++++ SUPPLIED TEXT ++++

    Note Broderick Crawford’s declaration, “In the old days, no one drove you out of your mind”. He was referring to the fact that “HIGHWAY PATROL”, the syndicated series that MADE him a TV star in the mid-’50s, had no network or sponsor interference whatsover. He was accountable only to Ziv Television and the show’s producer. He could accomplish more without “the suits” in attendance, and, by 1970, he missed that freedom.

  2. Since the series lasted only 24 episodes, it was sporadically seen in syndication on a few stations over the years (including Screen Gems’ “HERE COME THE BRIDES”, which lasted two seasons), but not many. The fact there weren’t any paperback “adaptations” of the series proves it wasn’t reallly THAT popular enough to warrant any. If Sony ever releases “THE INTERNS” on DVD, Mike {“M*A*S*H”} Farrell will definitely be their “selling point” [“See ‘BJ’ BEFORE he became ‘BJ’!”]. The reason there’s no “fan base” is because hardly anyone these days KNOWS about the show.

    1. I remember this series well! I was a preteen girl in 1970, I swooned over Christopher Stone. I didn’t miss a Friday night a ready to watch “The Interns.” I had a hip Mom that watched with me just because I wanted to watch it and we only had a color set in the livingroom. Of course, a girl of that age was not really the audience CBS was shooting for. Sad I can’t seem to locate it on any streaming channel. The biggest mistake is the confusion in the name with a few other closely named series/movies.
      I agree with your statement, “The reason there’s no “fan base” is because hardly anyone these days KNOWS about the show.”
      Wow, am I really that old??

  3. Thanks for posting the video clips. I always liked the opening credits and haven’t seen them for years! I googled and wound up here! Thanks again!

  4. Unfortunately, I did not know about The Interns” was on the air many years ago. Wonder if the series will be on DVD’ at some point. Admirer of Stephen Brooks who was mostly overlooked by Hollywood. Hope others feel the same.
++++ DATA SHOWN ++++
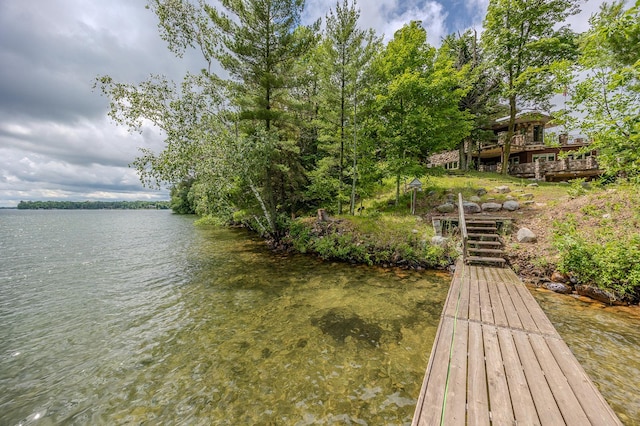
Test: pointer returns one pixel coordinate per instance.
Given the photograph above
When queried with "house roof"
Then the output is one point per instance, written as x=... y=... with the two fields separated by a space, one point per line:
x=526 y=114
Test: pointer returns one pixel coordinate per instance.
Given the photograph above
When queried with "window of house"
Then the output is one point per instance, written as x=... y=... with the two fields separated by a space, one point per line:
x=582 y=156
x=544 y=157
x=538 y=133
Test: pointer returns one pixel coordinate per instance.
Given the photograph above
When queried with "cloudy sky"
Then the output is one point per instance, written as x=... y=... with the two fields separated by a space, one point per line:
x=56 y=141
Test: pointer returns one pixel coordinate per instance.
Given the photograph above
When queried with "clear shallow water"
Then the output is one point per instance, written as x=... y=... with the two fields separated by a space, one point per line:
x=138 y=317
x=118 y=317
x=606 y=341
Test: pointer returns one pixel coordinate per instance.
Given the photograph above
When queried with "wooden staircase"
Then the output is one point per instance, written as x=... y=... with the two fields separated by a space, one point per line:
++++
▸ **TASK INSTRUCTIONS**
Continue the reader comments above about the television series "The Interns," starting after the last comment shown.

▸ **RESPONSE**
  5. CBS had not had a Screen Gems produced series since HAZEL was cancelled in 1966. Judging by the failure of this series, CBS would not take another Screen Gems series until 1972 when it picked up another SCREEN GEMS one season wonder BRIDGET LOVES BERNIE.

    1. SInce Route 66 ran its course in 1964, every Screen Gems weekly series to have aired on CBS tanked badly: Hazel (1965-6; which was inherited from NBC for its 5th season), The Interns (1970-1) and Bridget Loves Bernie (1972-3). These were the last SG series to run on CBS before it converted to Columbia Pictures TV in 1974.

      And even then CPT struggled to gain footing on The Eye Network (The American Girls [1978], Bring’Em Back Alive [1982-83]). It wouldn’t be until 1984 when Columbia Pictures TV finally hit big on CBS with Crazy Like A Fox (1984-86) and Mickey Spillane’s Mike Hammer (1984-87).

  6. Thank you for this page and the website. I was wondering if The Interns exists anyway o DVD or a streaming site. I can’t find it anywhere.

    1. It will never be on DVD, as there are not enough fans of the show to make a financial case for a DVD to be made of this show (even with Sony’s version of Warner Archive active.)

  7. The reason there’s no “fan base” is because hardly anyone these days KNOWS about the show.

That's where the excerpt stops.